# Problem details
Extract every line between the one with "fill-rule evenodd" and the end of the entries, both included, word for word and free of pictures.

# Material provided
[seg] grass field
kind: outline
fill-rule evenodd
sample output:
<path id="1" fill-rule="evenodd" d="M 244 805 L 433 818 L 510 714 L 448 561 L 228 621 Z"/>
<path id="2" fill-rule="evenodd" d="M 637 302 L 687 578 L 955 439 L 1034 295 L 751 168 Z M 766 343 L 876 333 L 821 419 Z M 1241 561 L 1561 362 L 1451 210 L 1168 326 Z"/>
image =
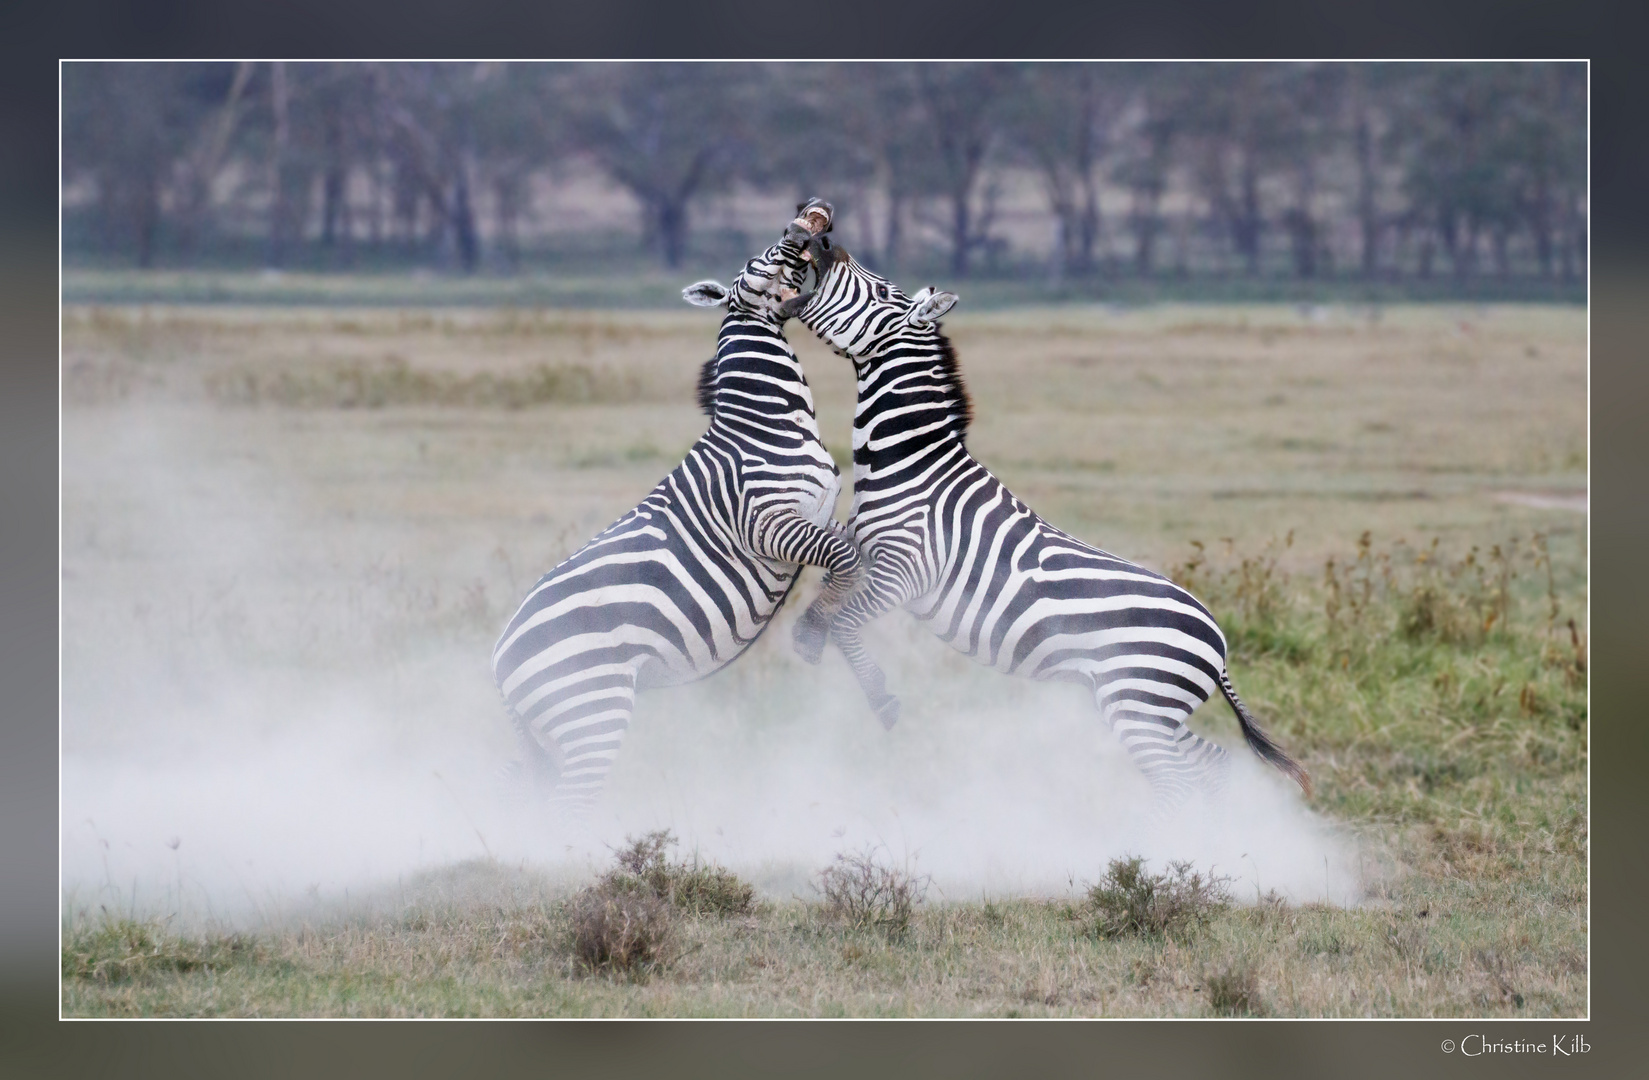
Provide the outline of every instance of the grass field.
<path id="1" fill-rule="evenodd" d="M 884 734 L 839 659 L 790 655 L 793 601 L 642 699 L 595 833 L 564 836 L 495 805 L 487 655 L 702 431 L 714 317 L 71 305 L 65 1015 L 1584 1015 L 1584 312 L 947 329 L 976 456 L 1209 602 L 1308 808 L 1253 770 L 1250 803 L 1153 832 L 1083 702 L 898 617 Z M 845 461 L 850 373 L 791 337 Z M 653 828 L 760 901 L 586 973 L 573 898 Z M 867 846 L 931 876 L 903 933 L 817 889 Z M 1126 854 L 1233 902 L 1097 934 Z"/>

# Result of this task
fill-rule evenodd
sample output:
<path id="1" fill-rule="evenodd" d="M 244 805 L 433 818 L 510 714 L 448 561 L 228 621 Z"/>
<path id="2" fill-rule="evenodd" d="M 637 302 L 687 578 L 955 439 L 1034 295 L 751 168 Z M 766 343 L 876 333 L 821 419 Z M 1241 561 L 1561 362 L 1451 210 L 1168 326 Z"/>
image =
Provide the outline of every instance of the grass field.
<path id="1" fill-rule="evenodd" d="M 884 734 L 839 659 L 790 655 L 793 601 L 642 699 L 595 833 L 564 836 L 495 805 L 487 655 L 702 431 L 714 317 L 71 305 L 65 1015 L 1584 1015 L 1584 312 L 947 329 L 976 456 L 1209 602 L 1308 808 L 1253 770 L 1250 803 L 1153 832 L 1083 702 L 898 617 Z M 845 461 L 850 373 L 791 337 Z M 653 828 L 760 901 L 586 973 L 573 898 Z M 867 846 L 931 876 L 903 933 L 817 889 Z M 1126 854 L 1233 902 L 1097 934 Z"/>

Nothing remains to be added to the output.